Return every line of the records below unchanged, keeping their order.

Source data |
------------------------------------
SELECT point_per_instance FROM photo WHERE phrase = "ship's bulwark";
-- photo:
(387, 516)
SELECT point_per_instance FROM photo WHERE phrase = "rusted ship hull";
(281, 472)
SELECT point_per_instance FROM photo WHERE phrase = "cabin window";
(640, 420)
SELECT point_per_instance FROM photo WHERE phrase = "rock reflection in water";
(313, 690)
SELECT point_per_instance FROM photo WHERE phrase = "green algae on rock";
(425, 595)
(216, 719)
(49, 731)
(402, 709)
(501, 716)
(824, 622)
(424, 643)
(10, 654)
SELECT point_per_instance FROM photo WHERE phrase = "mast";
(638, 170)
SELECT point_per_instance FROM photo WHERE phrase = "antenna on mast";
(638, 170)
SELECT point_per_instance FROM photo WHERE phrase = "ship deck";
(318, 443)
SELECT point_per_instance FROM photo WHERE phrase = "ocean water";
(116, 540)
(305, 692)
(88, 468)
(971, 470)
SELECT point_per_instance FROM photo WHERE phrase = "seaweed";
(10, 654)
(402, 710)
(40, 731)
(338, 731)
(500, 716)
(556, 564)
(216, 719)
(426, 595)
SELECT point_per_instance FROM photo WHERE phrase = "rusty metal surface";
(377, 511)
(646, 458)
------------------------------------
WORKED SOLUTION |
SELECT point_per_instance FROM photo WHERE phrase = "ship's bulwark";
-- photo:
(387, 516)
SELECT point_per_instance FROM photo WHERE phrase = "rusted ship hull";
(281, 472)
SELECT point_per_instance FROM photo WHERE phrase = "cabin window";
(640, 420)
SELECT point_per_instance FROM photo WHERE phrase = "rock reflection in water";
(313, 690)
SELECT point_per_instance FROM photo WHERE phrase = "green algae on rock";
(425, 595)
(216, 719)
(49, 731)
(402, 709)
(501, 716)
(824, 622)
(424, 643)
(10, 654)
SELECT point_per_instance FROM photo WHERE phrase = "mast";
(638, 170)
SELECT point_per_instance FROM photo WHERE phrase = "antenna on mast";
(638, 170)
SELECT point_per_instance FROM photo WHERE phrase = "ship deck";
(318, 443)
SELECT point_per_instance FROM photo WHERE phrase = "ocean water";
(116, 540)
(305, 692)
(88, 468)
(971, 470)
SELECT point_per_instance FROM photo WHERE phrase = "seaweed";
(10, 654)
(402, 710)
(40, 731)
(338, 731)
(500, 716)
(556, 564)
(216, 719)
(426, 595)
SELECT point_per_instance FROM photo WHERE phrase = "rusty metal surface";
(377, 511)
(646, 458)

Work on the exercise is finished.